··· EXTRACTED MATERIAL
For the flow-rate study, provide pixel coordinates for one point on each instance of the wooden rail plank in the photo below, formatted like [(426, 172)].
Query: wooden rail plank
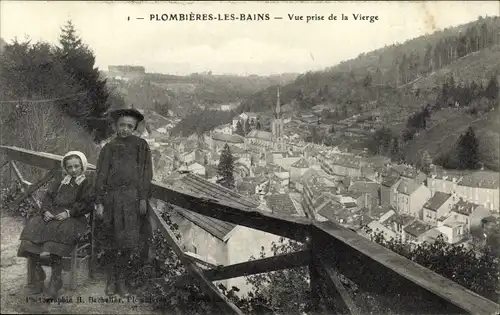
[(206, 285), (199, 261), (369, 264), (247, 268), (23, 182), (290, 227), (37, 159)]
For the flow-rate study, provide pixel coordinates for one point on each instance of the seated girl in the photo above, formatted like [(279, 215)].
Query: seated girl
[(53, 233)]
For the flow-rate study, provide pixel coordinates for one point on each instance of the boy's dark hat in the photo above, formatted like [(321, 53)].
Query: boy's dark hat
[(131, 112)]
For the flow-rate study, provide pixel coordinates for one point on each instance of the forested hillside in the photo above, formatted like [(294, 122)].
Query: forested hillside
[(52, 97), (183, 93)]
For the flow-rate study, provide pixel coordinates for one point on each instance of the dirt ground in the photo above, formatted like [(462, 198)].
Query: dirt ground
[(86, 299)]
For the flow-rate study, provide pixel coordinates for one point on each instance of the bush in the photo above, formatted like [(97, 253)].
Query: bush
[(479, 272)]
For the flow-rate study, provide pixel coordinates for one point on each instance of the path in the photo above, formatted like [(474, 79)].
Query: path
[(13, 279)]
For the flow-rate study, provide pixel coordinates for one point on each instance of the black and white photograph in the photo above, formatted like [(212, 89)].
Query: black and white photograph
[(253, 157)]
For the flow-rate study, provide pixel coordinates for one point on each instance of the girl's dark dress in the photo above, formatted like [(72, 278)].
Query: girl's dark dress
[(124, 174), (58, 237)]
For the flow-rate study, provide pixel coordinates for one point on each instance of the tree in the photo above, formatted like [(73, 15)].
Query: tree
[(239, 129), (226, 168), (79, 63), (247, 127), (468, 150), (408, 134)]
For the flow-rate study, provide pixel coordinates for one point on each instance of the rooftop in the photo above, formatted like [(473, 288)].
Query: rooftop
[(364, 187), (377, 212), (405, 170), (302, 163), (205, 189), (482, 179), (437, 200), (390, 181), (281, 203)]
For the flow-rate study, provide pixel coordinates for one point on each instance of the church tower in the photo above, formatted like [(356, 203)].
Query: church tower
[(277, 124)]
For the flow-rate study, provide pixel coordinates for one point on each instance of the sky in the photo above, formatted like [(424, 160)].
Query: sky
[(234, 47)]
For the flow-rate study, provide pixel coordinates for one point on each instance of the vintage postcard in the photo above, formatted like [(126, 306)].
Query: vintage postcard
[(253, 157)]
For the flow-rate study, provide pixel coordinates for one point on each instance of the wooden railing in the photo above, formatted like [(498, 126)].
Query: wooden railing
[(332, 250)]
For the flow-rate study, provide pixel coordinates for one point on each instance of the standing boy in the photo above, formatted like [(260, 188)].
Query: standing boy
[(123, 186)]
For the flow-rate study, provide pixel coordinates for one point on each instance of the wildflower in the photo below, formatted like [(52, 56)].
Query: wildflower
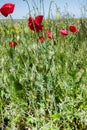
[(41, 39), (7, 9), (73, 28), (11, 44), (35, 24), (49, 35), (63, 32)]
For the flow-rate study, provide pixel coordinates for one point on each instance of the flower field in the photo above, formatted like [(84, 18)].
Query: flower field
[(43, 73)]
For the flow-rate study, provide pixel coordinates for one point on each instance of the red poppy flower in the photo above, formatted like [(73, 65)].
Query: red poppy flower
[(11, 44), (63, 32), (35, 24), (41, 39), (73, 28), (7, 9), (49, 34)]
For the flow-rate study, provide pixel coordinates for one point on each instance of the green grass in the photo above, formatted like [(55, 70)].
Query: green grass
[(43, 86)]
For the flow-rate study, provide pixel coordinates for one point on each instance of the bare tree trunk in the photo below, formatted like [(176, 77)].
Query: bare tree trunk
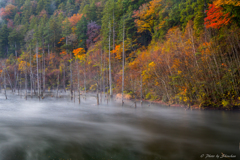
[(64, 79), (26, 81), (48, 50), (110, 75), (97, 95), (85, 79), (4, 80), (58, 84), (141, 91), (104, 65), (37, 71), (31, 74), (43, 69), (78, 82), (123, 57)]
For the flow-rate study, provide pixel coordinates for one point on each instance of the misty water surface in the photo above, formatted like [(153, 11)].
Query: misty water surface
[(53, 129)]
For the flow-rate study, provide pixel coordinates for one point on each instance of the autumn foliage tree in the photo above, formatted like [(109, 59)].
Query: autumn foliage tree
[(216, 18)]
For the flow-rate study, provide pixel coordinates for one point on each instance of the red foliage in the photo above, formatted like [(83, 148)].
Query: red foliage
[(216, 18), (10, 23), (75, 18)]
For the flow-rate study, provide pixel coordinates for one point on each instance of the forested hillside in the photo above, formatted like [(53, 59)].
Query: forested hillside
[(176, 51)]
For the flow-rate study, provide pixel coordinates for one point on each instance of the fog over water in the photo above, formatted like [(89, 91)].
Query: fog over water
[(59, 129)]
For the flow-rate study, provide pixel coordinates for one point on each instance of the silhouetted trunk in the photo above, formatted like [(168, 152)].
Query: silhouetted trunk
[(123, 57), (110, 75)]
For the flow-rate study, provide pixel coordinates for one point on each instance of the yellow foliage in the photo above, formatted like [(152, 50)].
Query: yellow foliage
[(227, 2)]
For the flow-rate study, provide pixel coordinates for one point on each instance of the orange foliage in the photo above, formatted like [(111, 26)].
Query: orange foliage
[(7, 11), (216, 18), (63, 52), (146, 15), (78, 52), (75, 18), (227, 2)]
······
··· EXTRACTED MATERIAL
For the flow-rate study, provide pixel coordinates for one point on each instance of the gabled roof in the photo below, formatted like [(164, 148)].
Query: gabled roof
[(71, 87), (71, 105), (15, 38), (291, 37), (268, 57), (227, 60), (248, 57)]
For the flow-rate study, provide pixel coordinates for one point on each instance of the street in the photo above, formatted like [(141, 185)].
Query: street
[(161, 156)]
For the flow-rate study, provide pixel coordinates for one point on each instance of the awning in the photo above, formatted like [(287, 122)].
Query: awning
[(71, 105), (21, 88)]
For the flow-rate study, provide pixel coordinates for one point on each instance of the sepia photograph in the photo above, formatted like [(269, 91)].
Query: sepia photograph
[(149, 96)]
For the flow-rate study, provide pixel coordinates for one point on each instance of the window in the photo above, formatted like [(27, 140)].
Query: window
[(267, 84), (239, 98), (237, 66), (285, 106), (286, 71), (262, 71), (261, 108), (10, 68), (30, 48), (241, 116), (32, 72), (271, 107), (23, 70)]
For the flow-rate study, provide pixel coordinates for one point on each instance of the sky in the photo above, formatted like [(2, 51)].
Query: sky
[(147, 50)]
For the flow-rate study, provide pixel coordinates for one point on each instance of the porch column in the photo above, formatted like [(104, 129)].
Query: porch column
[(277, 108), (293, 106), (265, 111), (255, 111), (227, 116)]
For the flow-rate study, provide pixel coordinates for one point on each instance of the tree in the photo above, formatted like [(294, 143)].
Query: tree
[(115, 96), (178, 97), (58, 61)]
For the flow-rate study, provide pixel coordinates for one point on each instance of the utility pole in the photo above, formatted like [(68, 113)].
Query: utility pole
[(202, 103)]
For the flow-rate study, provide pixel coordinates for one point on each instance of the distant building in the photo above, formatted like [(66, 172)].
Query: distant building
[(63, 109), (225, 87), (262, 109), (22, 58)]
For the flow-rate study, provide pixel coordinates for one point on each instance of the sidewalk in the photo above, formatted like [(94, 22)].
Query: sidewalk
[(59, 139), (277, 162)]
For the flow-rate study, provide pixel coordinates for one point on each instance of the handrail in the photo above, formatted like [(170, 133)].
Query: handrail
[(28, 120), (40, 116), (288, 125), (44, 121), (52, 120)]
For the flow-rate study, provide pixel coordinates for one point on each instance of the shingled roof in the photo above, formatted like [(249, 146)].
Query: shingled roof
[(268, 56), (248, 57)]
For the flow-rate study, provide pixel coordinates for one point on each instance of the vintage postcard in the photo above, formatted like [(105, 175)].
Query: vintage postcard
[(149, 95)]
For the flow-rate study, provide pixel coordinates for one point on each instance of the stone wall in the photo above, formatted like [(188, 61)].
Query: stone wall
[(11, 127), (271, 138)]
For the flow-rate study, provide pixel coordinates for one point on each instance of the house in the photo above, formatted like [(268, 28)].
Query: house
······
··· EXTRACTED MATERIAL
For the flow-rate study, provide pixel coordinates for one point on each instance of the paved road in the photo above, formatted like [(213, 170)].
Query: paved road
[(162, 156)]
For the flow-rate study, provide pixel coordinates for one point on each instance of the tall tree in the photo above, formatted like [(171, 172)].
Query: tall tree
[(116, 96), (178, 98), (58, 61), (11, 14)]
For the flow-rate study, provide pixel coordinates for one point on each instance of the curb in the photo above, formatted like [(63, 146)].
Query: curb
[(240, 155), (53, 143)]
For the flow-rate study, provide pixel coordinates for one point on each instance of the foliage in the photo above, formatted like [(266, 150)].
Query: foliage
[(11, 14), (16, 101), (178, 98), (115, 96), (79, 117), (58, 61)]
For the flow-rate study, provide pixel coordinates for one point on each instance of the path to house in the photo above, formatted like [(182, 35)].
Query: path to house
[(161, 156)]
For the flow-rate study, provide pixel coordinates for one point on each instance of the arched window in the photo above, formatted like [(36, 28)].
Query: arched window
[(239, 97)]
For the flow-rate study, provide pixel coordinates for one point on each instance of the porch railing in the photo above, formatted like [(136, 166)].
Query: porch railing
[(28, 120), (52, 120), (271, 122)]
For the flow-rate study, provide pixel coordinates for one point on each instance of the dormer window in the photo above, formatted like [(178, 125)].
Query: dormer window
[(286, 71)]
······
Every line above from the line with "like [(68, 113)]." to the line with "Query: house" is wanted, ends included; write them out exactly and add no other line.

_TASK SOLUTION_
For the flow-rate study, provide pixel coordinates for one point on each instance of the utility pole in the photo above, formatted like [(68, 113)].
Query: utility pole
[(202, 103)]
For the flow-rate study, provide pixel coordinates for one point on each instance of the distant building in the photo above, formatted like [(66, 172)].
Query: distant building
[(63, 109), (225, 87), (262, 109), (22, 58)]
For the flow-rate study, provide pixel coordinates for one point on each instance of the sidewalk in the photo above, formatted like [(94, 22)].
Query: sidewalk
[(59, 139), (277, 162)]
For the flow-rate study, provide pixel coordinates for one point on each instance of the handrail in the photo above, formatted like [(170, 133)].
Query: handrail
[(28, 120), (40, 116), (288, 125), (44, 121), (52, 120)]
For the flow-rate study, provide pixel coordinates for one point on each instance of the shingled roof in the photo above, formatted like [(249, 146)].
Query: shingled roof
[(268, 56), (248, 57)]
For the flow-rate study, provide pixel coordinates for one point on each instance of the vintage postcard in the photo above, formatted like [(105, 175)].
Query: vintage postcard
[(149, 95)]
For the flow-rate study, provide pixel coordinates for one point on each instance of the stone wall in the photo above, formatted like [(188, 61)].
Query: stone wall
[(11, 127), (271, 138)]
For the flow-rate study, provide pixel coordinates for one point on each instance of the house in the photo above, formatted like [(268, 28)].
Query: house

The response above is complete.